In Gaelic Ireland, Birr was located in the O'Carroll territory of Éile. This petty kingdom (Tuatha) formed an area that now forms the south of County Offaly and the northeast of County Tipperary. The Tuatha was subject to the overkingdom (Rí ruirech) of Munster and formed a border with the Kingdom of Meath to the east. The boundary between Ely O'Carroll and the ancient Meath is co-terminous with the present boundary between the Diocese of Killaloe and the Diocese of Meath. The O'Carroll family had a castle located at the present site of Birr Castle. Following the Plantations of Ireland, Birr was located in the Barony of Ballybritt following the formation of King's County (now County Offaly) in 1556.

The town itself is an old market and former garrison town dating to the 1620s.

_Aim of the task_
According to the passage on Birr, in what year was King's County formed?

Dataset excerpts
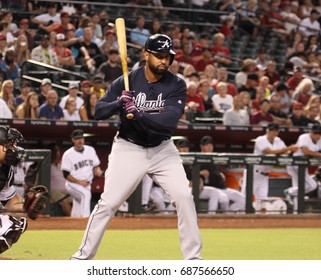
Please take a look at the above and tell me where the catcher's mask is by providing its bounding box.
[0,125,25,151]
[145,34,176,65]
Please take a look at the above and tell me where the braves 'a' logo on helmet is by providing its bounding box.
[157,40,171,51]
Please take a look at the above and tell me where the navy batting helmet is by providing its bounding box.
[0,125,25,146]
[145,34,176,64]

_Task output_
1556